---------- ENTRIES SHOWN

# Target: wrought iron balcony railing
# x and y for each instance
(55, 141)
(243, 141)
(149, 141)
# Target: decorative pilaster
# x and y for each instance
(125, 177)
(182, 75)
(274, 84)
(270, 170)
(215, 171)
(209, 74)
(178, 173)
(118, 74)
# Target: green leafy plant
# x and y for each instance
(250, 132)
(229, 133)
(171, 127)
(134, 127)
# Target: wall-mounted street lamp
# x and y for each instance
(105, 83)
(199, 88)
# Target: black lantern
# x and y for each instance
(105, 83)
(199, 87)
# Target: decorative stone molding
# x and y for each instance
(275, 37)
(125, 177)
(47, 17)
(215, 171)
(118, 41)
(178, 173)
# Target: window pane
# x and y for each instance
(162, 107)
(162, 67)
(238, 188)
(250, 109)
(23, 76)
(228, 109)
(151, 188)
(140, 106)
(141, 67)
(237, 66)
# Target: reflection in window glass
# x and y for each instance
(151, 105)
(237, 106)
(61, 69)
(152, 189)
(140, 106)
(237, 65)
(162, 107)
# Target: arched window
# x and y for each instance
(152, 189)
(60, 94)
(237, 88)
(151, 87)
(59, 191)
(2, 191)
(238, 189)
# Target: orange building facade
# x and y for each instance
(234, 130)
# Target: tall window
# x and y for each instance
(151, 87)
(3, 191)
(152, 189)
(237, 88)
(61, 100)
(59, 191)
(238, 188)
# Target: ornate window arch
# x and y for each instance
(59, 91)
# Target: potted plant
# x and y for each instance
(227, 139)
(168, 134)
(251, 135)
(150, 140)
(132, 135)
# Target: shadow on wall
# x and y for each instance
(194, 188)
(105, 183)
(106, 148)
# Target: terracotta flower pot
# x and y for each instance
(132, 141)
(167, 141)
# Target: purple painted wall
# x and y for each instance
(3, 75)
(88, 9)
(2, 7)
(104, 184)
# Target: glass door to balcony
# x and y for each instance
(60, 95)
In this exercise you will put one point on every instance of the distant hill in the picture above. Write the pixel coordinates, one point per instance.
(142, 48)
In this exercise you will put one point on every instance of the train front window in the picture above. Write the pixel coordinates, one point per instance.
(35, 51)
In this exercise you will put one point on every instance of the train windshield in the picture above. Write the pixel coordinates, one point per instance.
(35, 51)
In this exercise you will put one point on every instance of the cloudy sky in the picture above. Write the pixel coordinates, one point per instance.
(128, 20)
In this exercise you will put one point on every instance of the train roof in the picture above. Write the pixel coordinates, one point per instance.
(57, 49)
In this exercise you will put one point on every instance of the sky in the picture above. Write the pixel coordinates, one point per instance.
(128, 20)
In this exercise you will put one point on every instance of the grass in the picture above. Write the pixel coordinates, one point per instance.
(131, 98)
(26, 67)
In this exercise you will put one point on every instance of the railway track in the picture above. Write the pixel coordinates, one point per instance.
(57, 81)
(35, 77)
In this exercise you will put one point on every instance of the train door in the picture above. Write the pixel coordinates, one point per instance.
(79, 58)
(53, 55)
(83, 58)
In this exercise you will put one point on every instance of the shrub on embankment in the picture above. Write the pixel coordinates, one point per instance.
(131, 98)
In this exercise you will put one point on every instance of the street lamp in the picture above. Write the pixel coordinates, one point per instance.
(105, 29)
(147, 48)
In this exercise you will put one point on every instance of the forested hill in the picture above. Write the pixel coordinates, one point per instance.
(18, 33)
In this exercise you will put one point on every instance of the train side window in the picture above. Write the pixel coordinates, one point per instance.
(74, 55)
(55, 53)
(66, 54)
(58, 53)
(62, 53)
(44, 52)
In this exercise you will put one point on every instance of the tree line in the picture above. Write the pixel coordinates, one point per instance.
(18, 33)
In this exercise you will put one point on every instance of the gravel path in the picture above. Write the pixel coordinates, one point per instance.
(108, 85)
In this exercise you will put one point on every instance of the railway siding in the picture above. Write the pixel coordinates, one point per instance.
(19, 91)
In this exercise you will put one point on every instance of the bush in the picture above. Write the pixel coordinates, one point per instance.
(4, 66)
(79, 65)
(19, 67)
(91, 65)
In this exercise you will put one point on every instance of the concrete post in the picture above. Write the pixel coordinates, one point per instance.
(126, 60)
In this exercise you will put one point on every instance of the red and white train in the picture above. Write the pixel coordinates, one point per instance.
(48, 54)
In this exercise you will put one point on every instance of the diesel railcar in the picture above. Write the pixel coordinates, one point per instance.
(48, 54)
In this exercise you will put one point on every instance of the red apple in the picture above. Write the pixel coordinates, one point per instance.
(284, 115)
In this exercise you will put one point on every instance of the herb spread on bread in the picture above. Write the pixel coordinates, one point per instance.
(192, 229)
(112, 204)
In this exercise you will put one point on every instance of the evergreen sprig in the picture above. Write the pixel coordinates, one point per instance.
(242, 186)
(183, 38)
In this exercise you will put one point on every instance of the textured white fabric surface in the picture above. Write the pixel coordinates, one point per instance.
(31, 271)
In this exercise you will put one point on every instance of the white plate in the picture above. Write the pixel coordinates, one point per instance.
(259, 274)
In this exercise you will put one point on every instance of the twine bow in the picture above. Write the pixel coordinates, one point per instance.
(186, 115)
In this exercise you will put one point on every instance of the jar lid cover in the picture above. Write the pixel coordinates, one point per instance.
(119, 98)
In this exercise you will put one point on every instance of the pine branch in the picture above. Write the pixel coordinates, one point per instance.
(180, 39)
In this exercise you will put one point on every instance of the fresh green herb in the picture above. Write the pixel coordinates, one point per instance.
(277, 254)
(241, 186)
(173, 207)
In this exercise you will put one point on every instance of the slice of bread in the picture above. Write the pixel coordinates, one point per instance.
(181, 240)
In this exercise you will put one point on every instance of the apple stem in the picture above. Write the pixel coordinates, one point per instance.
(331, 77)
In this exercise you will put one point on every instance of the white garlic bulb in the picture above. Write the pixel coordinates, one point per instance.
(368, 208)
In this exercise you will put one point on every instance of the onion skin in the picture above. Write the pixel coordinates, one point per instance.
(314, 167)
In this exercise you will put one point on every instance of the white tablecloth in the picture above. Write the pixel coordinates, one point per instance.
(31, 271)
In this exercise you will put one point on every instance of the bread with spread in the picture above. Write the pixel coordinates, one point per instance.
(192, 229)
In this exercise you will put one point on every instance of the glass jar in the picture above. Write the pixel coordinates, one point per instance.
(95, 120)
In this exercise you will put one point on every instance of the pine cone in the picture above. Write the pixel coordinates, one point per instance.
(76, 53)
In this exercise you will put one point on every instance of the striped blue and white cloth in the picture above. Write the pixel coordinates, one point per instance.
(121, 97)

--------------------

## TASK TO CARRY OUT
Restate the data above word for word. Leave nothing out.

## SOLUTION TO THIS PROBLEM
# Target: wrought iron balcony railing
# x and y for each instance
(55, 141)
(243, 141)
(149, 141)
# Target: decorative pilaster
# x and y for each instance
(125, 177)
(182, 75)
(274, 84)
(270, 170)
(215, 171)
(209, 74)
(178, 173)
(118, 74)
# Target: green leafy plant
# x and y for each instance
(250, 132)
(229, 133)
(171, 127)
(134, 127)
# Target: wall-mounted street lamp
# x and y for each instance
(105, 83)
(199, 88)
# Target: black lantern
# x and y for each instance
(105, 83)
(199, 87)
# Target: decorative stone molding
# x and y for each instance
(275, 37)
(125, 177)
(47, 17)
(215, 171)
(118, 41)
(178, 173)
# Target: window pane
# x and y for each instance
(162, 107)
(162, 67)
(238, 188)
(250, 109)
(23, 76)
(228, 109)
(151, 188)
(140, 106)
(141, 67)
(237, 66)
# Target: reflection in window glass
# x and y for each instance
(151, 105)
(237, 106)
(61, 69)
(152, 189)
(140, 106)
(237, 65)
(162, 107)
# Target: arched window
# x and y for each instance
(152, 189)
(60, 94)
(237, 88)
(151, 87)
(59, 191)
(2, 191)
(238, 189)
# Target: orange building facade
# x and y for each instance
(234, 130)
# Target: tall window
# x and y for each instance
(151, 87)
(3, 191)
(152, 189)
(237, 88)
(61, 100)
(59, 191)
(238, 188)
# Target: ornate window arch
# x and y for each instance
(59, 91)
# Target: potted plant
# x and y for each instance
(227, 139)
(168, 134)
(251, 135)
(150, 140)
(132, 135)
# Target: shadow on wall
# x and y for each instance
(194, 188)
(105, 183)
(106, 148)
# Target: terracotta flower pot
# x and y for each instance
(132, 141)
(167, 141)
# Target: purple painted wall
# x and y for each instance
(3, 75)
(88, 9)
(2, 7)
(104, 184)
# Target: glass door to balcony
# x and y for each instance
(60, 95)
In this exercise you will put one point on every instance of the distant hill in the picture above. Write the pixel coordinates, one point per instance.
(142, 48)
In this exercise you will put one point on every instance of the train front window in the picture above. Write the pixel coordinates, one point per instance.
(35, 51)
In this exercise you will put one point on every instance of the train windshield in the picture above. Write the pixel coordinates, one point per instance.
(35, 51)
In this exercise you will put one point on every instance of the cloudy sky in the picture above. Write the pixel coordinates, one point per instance.
(128, 20)
In this exercise you will put one point on every instance of the train roof in the picture above. Write the pixel coordinates, one point per instance.
(57, 49)
In this exercise you will put one point on every instance of the sky in the picture above. Write the pixel coordinates, one point per instance.
(128, 20)
In this exercise you will put one point on every instance of the grass in the picture above. Write the pixel coordinates, one point per instance.
(131, 98)
(26, 67)
In this exercise you will put one point on every instance of the railway track in the picture above. Write the pixel coordinates, one point per instance.
(57, 81)
(35, 77)
In this exercise you will put one point on every instance of the train door in the picture above. Write the pixel coordinates, one point per instance.
(79, 58)
(53, 55)
(83, 58)
In this exercise you will put one point on every instance of the shrub on embankment in the picture above. Write the pixel coordinates, one point per instance.
(131, 98)
In this exercise you will put one point on every instance of the street lamp in the picture above. Write the pixel coordinates, one point per instance.
(105, 29)
(147, 48)
In this exercise you will put one point on every instance of the forested hill in the picture above. Write the pixel coordinates, one point per instance.
(18, 33)
In this exercise you will put one point on every instance of the train side window in the picture above. Write the pixel coordinates, one point per instance.
(74, 55)
(55, 53)
(66, 54)
(58, 53)
(62, 53)
(44, 52)
In this exercise you will put one point on every instance of the tree line in the picture above. Write the pixel coordinates, one point per instance.
(18, 33)
In this exercise you will put one point on every instance of the gravel path in the picture above. Write the pixel coordinates, one point per instance.
(108, 85)
In this exercise you will put one point on every instance of the railway siding in the picture above. Write the pixel coordinates, one point per instance.
(19, 91)
In this exercise you will put one point on every instance of the bush in the picture above. Write the pixel coordinates, one point per instance.
(4, 66)
(79, 65)
(19, 67)
(91, 65)
In this exercise you will put one point on every instance of the concrete post in the picture above. Write the pixel coordinates, one point per instance.
(126, 60)
In this exercise you will put one point on every instance of the red and white train in the picture above. Write the pixel coordinates, one point per instance.
(48, 54)
In this exercise you will put one point on every instance of the diesel railcar in the picture above. Write the pixel coordinates, one point per instance.
(48, 54)
In this exercise you will put one point on every instance of the red apple in the picture above. Write the pixel coordinates, one point per instance.
(284, 115)
In this exercise you will put one point on every instance of the herb spread on bread in the picture above. Write the pixel coordinates, one point per instance.
(192, 229)
(112, 204)
In this exercise you will put one point on every instance of the evergreen sprig in the picture above. Write the pixel coordinates, one point per instance.
(242, 186)
(183, 38)
In this exercise you will put one point on every instance of the textured white fabric surface in the picture above. Write the pixel coordinates, one point per instance.
(31, 271)
In this exercise you will put one point on every instance of the white plate in the picture above. Write the pixel coordinates, one point per instance.
(259, 274)
In this exercise you will put one point on every instance of the twine bow in the picture above. Write the pixel coordinates, one point per instance.
(186, 115)
In this exercise you will put one point on every instance of the jar lid cover in the picture above. Write the pixel coordinates, one point per instance.
(119, 98)
In this exercise you will put one point on every instance of the pine branch in the picture above. Write the pixel coordinates, one point per instance.
(180, 39)
In this exercise you will put one point on every instance of the fresh green herb in the picture above. Write the pixel coordinates, one point per instance.
(277, 254)
(241, 186)
(173, 207)
In this exercise you will put one point on every instance of the slice of bread in the picture above. Write the pixel coordinates, one point per instance.
(181, 240)
In this exercise you will put one point on every instance of the apple stem in the picture above. Write the pixel coordinates, one point per instance.
(331, 77)
In this exercise you will put one point on every instance of the white garlic bulb in the picture above. Write the pixel coordinates, one point per instance.
(368, 208)
In this exercise you will put one point on every instance of the onion skin in the picture above. Write the pixel coordinates, one point per instance.
(314, 167)
In this exercise you will put one point on every instance of the white tablecloth in the picture above. Write the pixel coordinates, one point per instance.
(31, 271)
In this exercise you will put one point on every instance of the bread with spread in the picture above. Write the pixel coordinates, one point per instance.
(192, 229)
In this exercise you will put one point on every instance of the glass jar in the picture above. Write the pixel coordinates, one point per instance.
(95, 120)
In this exercise you will put one point on every instance of the pine cone in the picture above. Write the pixel coordinates, one point per instance.
(76, 53)
In this exercise you will put one point on every instance of the striped blue and white cloth in the picture above. Write the pixel coordinates, one point per instance.
(121, 97)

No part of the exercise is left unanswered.